■ **ミニ問題 1**:
相続税の基礎控除についての文章から、「この家庭の基礎控除額は4,800万円ですよね。」から「相続人の方達は相続税の申告と納税が必要、ということになります。」までをそのまま抜き出してください。

亡くなられた方の【財産の総額】から【債務・葬式費用】を差し引いた金額が、

相続税の基礎控除(3,000万円+600万円×法定相続人の人数)を超すか、超さないかで考えます。

 

相続人が妻と子供2人の合計3人場合でしたら、

この家庭の基礎控除額は4,800万円ですよね。
(3,000万円+600万円×3人=4,800万円)

 

ですのでこの家庭の場合、

亡くなった方の財産の総額から、

債務と葬式費用を引いた残りの金額が、基礎控除額の4,800万円を超えた場合には、

超えた部分に対し相続税が掛かり、

相続人の方達は相続税の申告と納税が必要、ということになります。

■ **用意された項目**:
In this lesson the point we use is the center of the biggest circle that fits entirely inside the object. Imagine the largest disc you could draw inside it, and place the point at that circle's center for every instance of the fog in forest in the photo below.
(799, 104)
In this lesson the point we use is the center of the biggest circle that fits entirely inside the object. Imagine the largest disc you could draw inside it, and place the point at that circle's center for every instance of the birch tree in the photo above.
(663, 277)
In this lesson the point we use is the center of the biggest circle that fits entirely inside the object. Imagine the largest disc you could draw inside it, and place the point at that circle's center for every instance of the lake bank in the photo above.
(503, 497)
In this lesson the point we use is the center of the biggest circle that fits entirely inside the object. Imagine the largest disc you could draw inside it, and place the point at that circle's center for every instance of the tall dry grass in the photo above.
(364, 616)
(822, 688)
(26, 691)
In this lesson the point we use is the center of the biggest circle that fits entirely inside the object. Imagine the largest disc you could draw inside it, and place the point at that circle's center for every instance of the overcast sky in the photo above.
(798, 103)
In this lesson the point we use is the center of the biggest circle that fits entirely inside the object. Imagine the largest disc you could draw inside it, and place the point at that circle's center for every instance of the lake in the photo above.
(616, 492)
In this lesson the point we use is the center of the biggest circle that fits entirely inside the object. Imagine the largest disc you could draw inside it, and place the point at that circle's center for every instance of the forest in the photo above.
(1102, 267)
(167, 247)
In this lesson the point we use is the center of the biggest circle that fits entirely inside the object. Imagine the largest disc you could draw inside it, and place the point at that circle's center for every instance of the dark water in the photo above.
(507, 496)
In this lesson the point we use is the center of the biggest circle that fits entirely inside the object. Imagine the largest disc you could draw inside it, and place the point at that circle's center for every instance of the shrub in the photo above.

■ **ミニ問題 2**:
項目の中で「forest」という語を含む行をすべて見つけ、そのまま書き写してください。大文字と小文字は区別します。

■ **記述の答え 1**:
この家庭の基礎控除額は4,800万円ですよね。
(3,000万円+600万円×3人=4,800万円)

 

ですのでこの家庭の場合、

亡くなった方の財産の総額から、

債務と葬式費用を引いた残りの金額が、基礎控除額の4,800万円を超えた場合には、

超えた部分に対し相続税が掛かり、

相続人の方達は相続税の申告と納税が必要、ということになります。

■ **記述の答え 2**:
In this lesson the point we use is the center of the biggest circle that fits entirely inside the object. Imagine the largest disc you could draw inside it, and place the point at that circle's center for every instance of the fog in forest in the photo below.
In this lesson the point we use is the center of the biggest circle that fits entirely inside the object. Imagine the largest disc you could draw inside it, and place the point at that circle's center for every instance of the forest in the photo above.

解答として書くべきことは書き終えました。